Problem requirements: From the listing that follows, output everything exactly except the pictures.

*** Source data Section Begins ***

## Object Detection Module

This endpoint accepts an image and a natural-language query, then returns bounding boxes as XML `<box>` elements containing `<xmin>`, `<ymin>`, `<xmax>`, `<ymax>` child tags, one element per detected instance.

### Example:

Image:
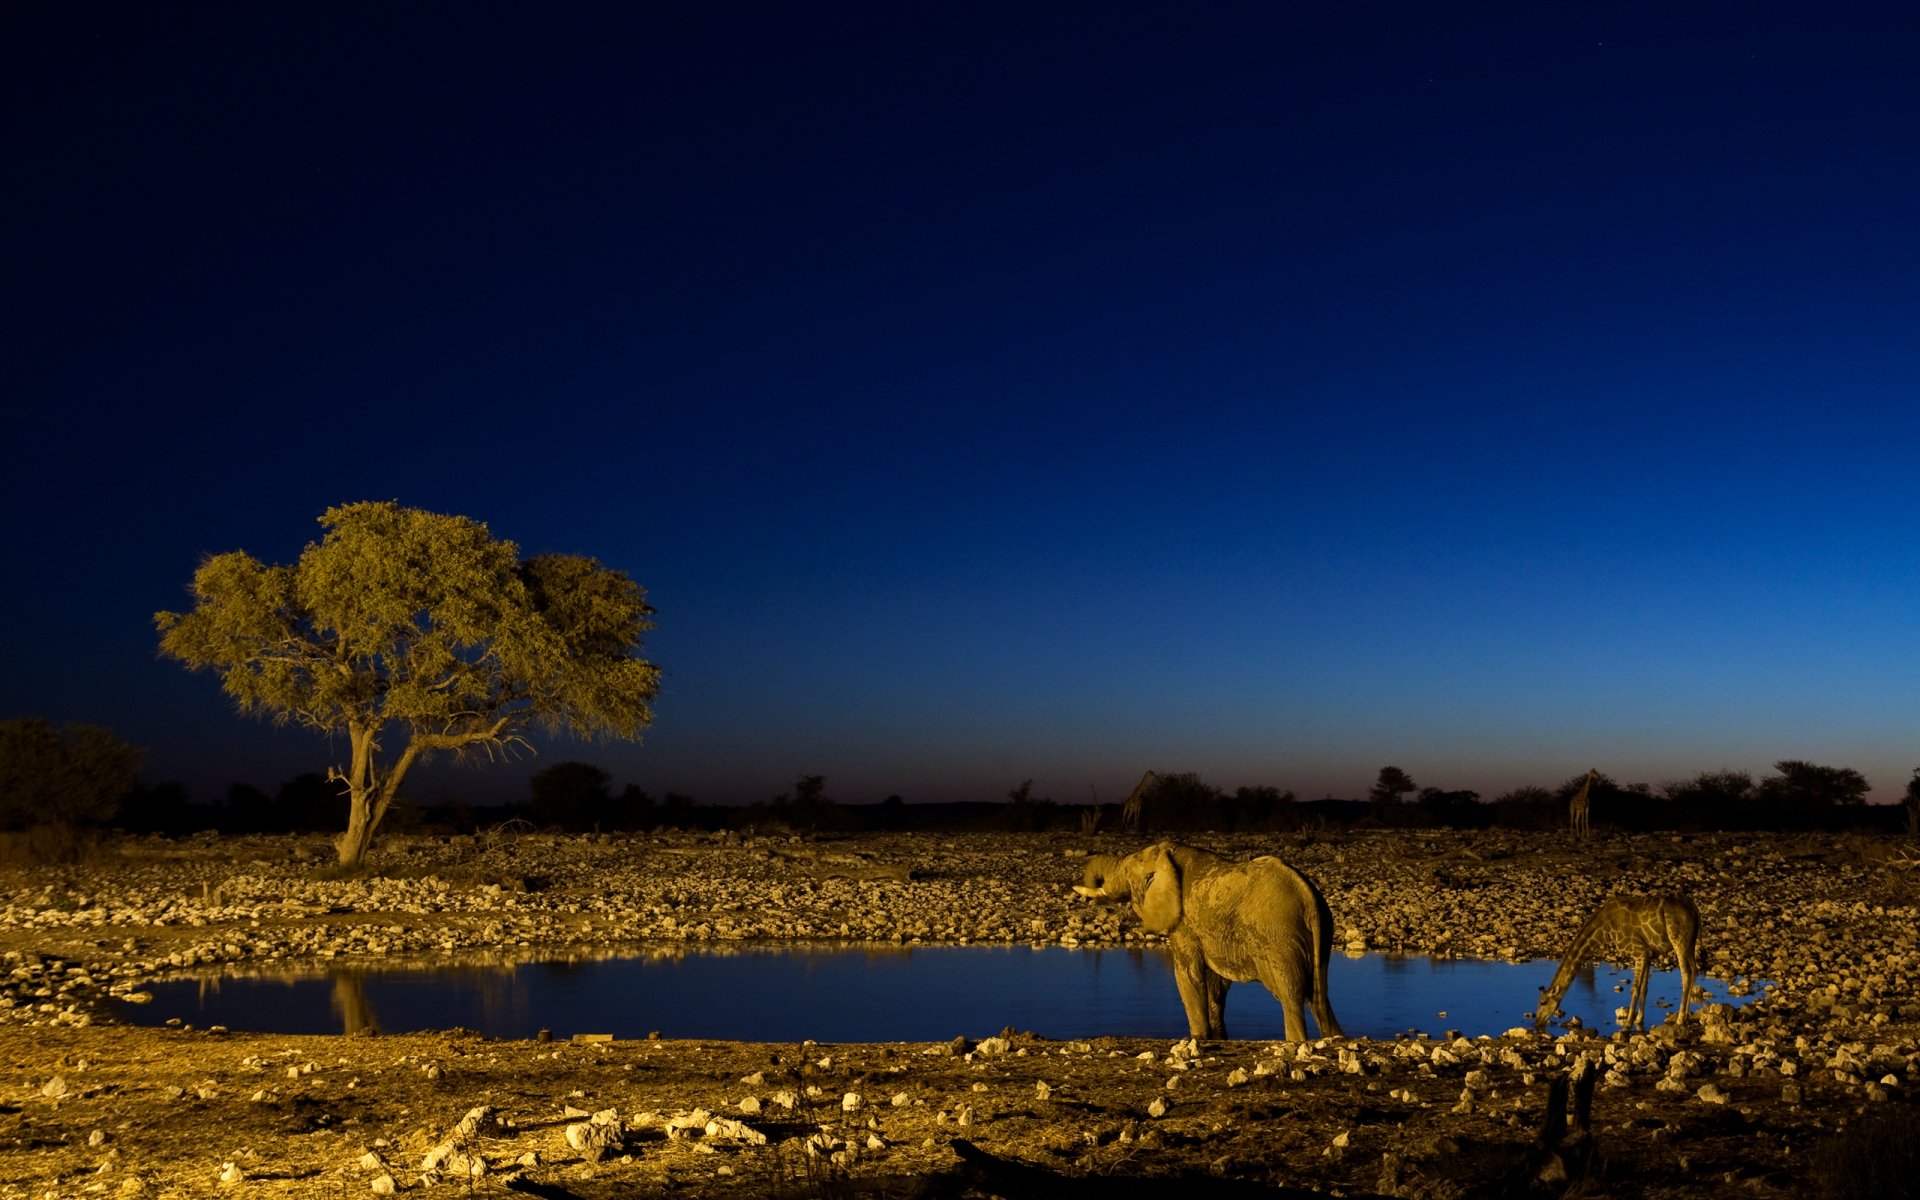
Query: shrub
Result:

*** Source data Section Ends ***

Expected answer:
## Object Detection Module

This endpoint accepts an image and a natural-language query, then returns bounding boxes as XML `<box>` elements containing `<xmin>`, `<ymin>`, `<xmax>`, `<ymax>` child tags, one element per detected instance.

### Example:

Image:
Query: shrub
Result:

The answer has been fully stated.